■ **Exercise requirements**:
Rewrite each of the entries below as a numbered list of its lines, omitting any blank lines.
****************
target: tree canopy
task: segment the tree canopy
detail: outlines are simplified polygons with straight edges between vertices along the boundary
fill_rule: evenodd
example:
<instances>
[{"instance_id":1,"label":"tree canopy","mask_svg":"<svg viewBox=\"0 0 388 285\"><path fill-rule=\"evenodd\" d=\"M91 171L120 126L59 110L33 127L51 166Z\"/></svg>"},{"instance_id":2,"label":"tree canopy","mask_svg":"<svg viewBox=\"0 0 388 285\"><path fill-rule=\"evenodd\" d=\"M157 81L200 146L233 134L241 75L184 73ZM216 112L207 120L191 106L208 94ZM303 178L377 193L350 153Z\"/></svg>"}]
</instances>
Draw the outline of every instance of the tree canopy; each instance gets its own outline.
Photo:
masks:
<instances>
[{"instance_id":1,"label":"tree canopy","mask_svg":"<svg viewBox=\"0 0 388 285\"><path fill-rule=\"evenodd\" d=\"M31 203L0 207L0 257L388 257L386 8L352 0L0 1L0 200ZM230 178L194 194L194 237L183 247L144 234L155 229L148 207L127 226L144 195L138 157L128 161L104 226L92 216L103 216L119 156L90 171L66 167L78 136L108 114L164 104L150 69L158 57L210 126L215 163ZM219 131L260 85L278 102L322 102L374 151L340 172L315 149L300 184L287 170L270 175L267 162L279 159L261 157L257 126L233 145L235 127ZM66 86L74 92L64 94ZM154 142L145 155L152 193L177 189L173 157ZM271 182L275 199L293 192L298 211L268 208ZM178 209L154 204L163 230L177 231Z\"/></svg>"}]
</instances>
****************
■ **Solution below**:
1. target: tree canopy
2. task: segment the tree canopy
3. detail: outlines are simplified polygons with straight edges between vertices along the boundary
4. fill_rule: evenodd
5. example:
6. <instances>
7. [{"instance_id":1,"label":"tree canopy","mask_svg":"<svg viewBox=\"0 0 388 285\"><path fill-rule=\"evenodd\" d=\"M91 171L120 126L59 110L33 127L51 166Z\"/></svg>"},{"instance_id":2,"label":"tree canopy","mask_svg":"<svg viewBox=\"0 0 388 285\"><path fill-rule=\"evenodd\" d=\"M157 81L200 146L233 134L241 75L184 73ZM216 112L207 120L191 106L208 94ZM303 178L377 193L350 153Z\"/></svg>"}]
8. </instances>
9. Draw the outline of every instance of the tree canopy; each instance gets its own outline.
10. Photo:
11. masks:
12. <instances>
13. [{"instance_id":1,"label":"tree canopy","mask_svg":"<svg viewBox=\"0 0 388 285\"><path fill-rule=\"evenodd\" d=\"M31 203L0 207L0 257L388 257L386 8L352 0L0 1L0 200ZM230 178L194 194L194 237L183 247L144 234L155 229L148 207L127 226L144 195L138 157L128 161L104 226L92 216L103 216L119 156L90 171L66 167L78 136L108 114L164 104L150 69L158 57L210 126L215 163ZM219 131L260 85L278 102L322 102L374 151L340 172L315 149L300 184L287 170L270 175L267 162L279 159L261 157L257 126L233 145L235 127ZM66 86L74 92L64 94ZM154 142L145 155L152 193L177 189L173 157ZM271 182L275 199L293 192L298 211L268 208ZM178 209L154 204L163 230L177 231Z\"/></svg>"}]
14. </instances>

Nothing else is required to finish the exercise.